### EXERCISE DESCRIPTION
Identify every line in the records that contains the word "edge", and copy each one out. Matching is case-sensitive.

### RECORDS TO USE
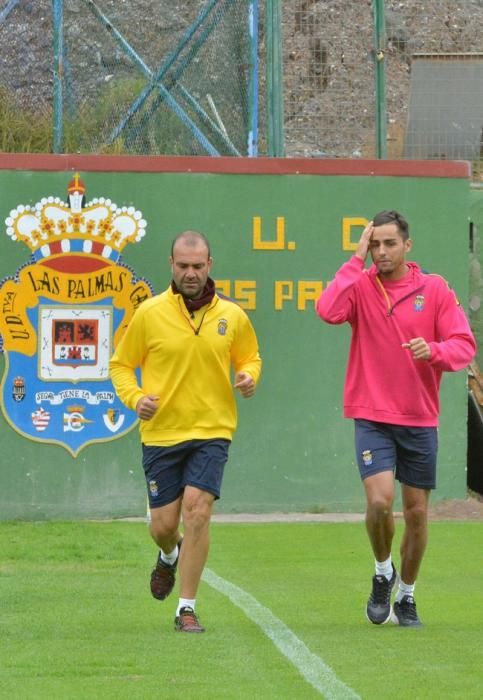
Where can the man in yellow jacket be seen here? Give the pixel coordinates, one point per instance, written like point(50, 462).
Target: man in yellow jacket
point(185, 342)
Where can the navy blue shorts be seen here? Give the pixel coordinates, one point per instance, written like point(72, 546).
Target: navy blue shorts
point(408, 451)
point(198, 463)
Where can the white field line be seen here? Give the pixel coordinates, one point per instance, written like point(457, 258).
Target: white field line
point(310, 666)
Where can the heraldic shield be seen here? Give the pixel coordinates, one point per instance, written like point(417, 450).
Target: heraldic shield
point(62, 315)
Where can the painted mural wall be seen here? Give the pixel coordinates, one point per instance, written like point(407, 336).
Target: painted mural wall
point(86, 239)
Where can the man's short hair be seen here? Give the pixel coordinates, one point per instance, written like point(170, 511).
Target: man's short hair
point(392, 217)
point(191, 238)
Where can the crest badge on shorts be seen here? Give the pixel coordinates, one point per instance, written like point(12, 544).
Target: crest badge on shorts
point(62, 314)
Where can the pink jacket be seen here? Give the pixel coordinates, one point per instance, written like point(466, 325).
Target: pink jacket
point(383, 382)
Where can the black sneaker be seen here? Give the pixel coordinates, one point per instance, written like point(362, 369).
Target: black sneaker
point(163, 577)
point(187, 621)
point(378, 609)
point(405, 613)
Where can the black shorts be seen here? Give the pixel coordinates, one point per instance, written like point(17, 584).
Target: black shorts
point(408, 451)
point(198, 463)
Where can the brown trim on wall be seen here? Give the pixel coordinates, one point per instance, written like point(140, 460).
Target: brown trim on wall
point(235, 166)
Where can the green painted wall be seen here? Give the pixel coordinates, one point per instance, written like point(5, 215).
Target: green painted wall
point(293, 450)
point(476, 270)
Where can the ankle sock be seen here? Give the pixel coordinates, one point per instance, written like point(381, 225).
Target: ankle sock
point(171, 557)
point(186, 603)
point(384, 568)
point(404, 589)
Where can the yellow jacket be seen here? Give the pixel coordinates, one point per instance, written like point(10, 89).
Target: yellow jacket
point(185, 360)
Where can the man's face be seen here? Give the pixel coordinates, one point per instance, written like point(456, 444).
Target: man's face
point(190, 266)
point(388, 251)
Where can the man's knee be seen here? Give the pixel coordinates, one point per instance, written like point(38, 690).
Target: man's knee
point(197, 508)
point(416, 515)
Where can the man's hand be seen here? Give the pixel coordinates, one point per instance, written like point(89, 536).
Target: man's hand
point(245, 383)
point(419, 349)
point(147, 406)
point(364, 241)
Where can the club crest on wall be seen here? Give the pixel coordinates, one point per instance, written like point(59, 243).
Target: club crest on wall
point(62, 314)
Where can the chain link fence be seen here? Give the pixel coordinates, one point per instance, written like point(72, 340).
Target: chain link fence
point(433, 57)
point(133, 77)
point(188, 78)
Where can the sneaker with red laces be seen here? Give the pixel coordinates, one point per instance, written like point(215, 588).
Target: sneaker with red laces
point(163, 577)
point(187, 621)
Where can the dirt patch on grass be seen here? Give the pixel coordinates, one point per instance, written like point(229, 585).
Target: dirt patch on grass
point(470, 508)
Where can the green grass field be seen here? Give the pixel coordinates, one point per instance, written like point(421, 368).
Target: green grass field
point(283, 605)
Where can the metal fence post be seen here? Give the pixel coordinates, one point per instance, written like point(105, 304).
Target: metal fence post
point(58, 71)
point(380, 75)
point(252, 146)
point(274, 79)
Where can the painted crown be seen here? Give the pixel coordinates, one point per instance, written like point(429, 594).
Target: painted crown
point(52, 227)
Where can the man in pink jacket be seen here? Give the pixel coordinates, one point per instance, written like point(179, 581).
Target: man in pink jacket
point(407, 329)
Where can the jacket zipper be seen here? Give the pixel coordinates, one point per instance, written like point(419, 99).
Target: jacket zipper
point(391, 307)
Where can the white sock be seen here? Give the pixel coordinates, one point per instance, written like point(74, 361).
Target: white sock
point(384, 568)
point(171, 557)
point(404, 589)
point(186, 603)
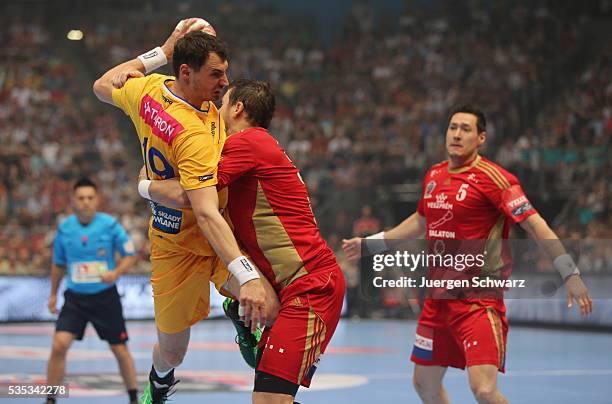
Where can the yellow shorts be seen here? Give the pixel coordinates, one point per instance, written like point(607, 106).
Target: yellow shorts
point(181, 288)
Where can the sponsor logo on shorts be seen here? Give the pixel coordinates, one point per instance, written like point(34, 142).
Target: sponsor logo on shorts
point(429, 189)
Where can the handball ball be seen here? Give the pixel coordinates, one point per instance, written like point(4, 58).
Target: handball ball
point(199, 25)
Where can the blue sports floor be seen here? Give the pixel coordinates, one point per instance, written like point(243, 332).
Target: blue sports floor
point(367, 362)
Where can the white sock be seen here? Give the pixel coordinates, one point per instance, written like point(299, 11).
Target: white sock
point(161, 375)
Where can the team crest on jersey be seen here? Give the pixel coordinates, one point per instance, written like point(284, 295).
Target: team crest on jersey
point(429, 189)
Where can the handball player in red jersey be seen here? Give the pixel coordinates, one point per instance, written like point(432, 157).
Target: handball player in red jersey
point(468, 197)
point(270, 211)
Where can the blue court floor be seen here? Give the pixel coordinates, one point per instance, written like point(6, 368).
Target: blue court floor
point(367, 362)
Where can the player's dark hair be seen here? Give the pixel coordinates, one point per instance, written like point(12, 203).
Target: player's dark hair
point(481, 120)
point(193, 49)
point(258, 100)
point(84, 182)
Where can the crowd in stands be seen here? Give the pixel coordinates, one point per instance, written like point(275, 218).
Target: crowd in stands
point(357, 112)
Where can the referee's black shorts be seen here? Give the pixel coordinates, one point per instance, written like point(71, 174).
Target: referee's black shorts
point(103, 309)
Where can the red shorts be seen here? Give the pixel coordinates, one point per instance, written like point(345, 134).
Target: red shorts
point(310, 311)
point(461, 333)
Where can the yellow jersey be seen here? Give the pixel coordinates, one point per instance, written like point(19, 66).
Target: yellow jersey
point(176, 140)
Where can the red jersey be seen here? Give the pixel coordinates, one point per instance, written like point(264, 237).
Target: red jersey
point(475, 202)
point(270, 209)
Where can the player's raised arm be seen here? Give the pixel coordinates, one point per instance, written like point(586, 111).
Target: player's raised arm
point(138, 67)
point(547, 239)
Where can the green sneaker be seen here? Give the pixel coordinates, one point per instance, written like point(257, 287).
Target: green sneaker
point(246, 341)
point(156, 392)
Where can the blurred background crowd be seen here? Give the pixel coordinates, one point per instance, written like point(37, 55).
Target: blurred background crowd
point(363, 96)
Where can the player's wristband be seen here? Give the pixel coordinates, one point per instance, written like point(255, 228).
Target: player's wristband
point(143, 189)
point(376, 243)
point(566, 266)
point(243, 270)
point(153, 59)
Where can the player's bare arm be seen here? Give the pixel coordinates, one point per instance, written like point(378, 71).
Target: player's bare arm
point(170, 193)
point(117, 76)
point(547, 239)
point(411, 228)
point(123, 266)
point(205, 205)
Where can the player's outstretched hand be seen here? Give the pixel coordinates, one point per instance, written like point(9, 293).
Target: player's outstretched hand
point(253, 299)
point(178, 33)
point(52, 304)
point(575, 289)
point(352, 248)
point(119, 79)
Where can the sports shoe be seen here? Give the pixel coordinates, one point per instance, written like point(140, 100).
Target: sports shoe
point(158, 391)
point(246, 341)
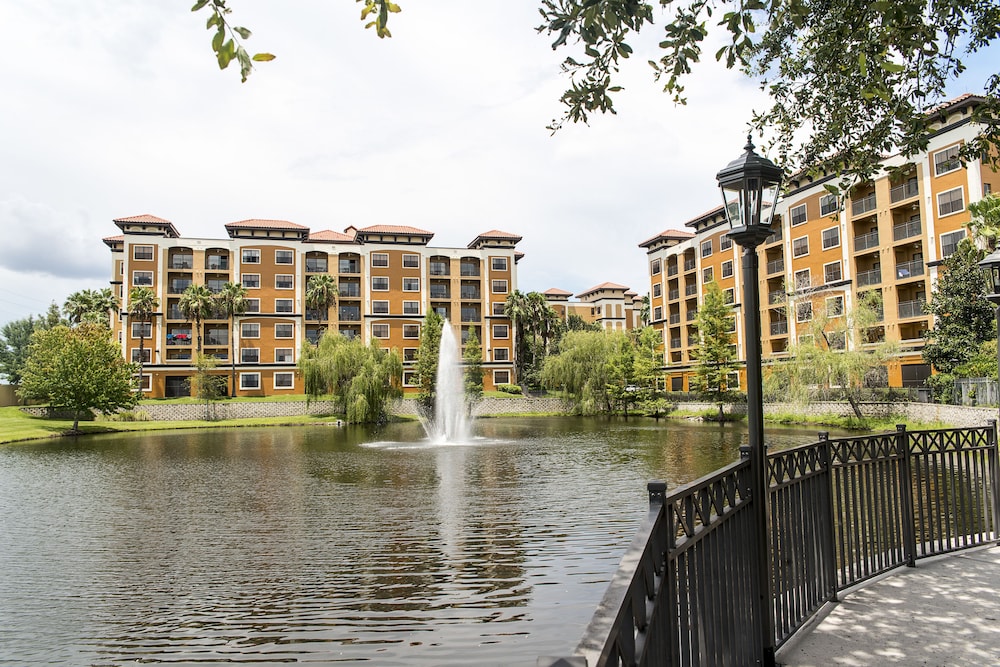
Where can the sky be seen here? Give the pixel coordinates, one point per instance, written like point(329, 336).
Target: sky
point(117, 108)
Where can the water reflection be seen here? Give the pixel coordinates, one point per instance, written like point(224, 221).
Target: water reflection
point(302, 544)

---

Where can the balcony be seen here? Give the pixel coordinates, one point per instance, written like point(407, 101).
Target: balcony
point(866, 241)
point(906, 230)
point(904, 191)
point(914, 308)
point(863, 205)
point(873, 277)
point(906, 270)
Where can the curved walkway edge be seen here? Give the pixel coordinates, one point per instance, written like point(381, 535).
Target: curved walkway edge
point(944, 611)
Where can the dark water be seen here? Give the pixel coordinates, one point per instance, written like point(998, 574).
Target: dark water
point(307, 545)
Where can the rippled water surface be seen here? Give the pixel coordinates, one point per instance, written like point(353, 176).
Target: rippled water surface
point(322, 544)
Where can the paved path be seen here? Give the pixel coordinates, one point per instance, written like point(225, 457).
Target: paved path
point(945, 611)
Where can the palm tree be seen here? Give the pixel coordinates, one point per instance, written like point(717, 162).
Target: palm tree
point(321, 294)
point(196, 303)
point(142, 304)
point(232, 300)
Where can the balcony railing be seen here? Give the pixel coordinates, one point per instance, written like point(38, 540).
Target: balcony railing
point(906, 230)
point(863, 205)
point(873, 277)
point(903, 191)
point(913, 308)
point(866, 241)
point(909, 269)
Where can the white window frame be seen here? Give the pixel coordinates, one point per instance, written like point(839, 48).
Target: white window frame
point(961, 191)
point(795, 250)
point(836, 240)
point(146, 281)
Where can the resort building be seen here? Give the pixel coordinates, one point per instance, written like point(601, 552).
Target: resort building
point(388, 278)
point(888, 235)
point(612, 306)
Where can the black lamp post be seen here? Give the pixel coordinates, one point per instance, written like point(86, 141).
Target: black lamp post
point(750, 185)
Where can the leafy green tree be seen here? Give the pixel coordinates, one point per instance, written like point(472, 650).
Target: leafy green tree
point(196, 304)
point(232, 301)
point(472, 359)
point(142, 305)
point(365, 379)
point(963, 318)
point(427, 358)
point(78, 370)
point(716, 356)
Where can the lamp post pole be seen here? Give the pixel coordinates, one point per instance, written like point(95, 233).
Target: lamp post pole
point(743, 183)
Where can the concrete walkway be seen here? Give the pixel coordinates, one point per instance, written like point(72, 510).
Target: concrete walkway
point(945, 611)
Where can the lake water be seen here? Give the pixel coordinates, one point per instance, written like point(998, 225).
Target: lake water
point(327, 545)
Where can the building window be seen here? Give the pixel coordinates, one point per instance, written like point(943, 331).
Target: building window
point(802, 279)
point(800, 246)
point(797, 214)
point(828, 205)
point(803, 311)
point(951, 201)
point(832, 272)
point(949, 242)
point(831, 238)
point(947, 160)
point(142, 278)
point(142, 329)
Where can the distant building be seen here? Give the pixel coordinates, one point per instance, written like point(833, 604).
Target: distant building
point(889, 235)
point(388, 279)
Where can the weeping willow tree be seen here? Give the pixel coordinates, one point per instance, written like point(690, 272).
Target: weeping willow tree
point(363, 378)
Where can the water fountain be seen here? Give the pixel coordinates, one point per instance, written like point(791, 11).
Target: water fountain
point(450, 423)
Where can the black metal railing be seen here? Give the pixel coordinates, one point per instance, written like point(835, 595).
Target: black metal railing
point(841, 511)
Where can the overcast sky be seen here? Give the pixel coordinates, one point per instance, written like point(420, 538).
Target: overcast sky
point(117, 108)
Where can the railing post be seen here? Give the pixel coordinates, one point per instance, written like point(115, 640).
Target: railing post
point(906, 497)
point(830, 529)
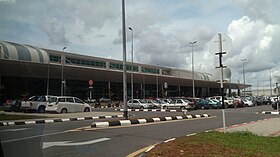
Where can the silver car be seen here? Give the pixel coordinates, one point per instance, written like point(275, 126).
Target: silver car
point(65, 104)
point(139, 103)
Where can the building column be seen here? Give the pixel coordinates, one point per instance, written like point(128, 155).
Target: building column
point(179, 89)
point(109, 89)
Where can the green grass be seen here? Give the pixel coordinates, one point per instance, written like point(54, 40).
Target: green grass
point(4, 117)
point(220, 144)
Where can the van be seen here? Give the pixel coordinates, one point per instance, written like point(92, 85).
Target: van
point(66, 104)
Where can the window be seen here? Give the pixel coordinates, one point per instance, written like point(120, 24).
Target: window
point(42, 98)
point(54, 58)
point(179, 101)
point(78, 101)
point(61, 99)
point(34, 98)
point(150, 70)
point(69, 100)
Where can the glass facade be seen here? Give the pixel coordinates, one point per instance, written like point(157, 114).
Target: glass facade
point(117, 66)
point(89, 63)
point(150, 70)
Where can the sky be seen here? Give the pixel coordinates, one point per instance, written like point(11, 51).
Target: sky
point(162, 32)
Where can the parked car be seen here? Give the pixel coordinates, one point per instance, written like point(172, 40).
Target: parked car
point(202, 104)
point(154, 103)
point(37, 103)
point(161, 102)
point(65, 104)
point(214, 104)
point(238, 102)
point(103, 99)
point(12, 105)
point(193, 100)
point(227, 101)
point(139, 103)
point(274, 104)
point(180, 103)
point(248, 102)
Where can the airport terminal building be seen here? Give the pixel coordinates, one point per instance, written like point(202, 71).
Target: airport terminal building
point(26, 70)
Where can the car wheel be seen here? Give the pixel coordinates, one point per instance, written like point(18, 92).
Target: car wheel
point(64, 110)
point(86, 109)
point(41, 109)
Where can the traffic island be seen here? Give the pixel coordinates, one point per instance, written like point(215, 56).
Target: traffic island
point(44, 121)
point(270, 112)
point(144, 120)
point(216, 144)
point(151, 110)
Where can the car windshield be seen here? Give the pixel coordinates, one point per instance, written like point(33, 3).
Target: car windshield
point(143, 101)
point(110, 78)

### EXERCISE RESPONSE
Where can the curved walkway edge be seen here? Give the pixel coordinates, one point per instance, written like point(381, 535).
Target: curved walkway edge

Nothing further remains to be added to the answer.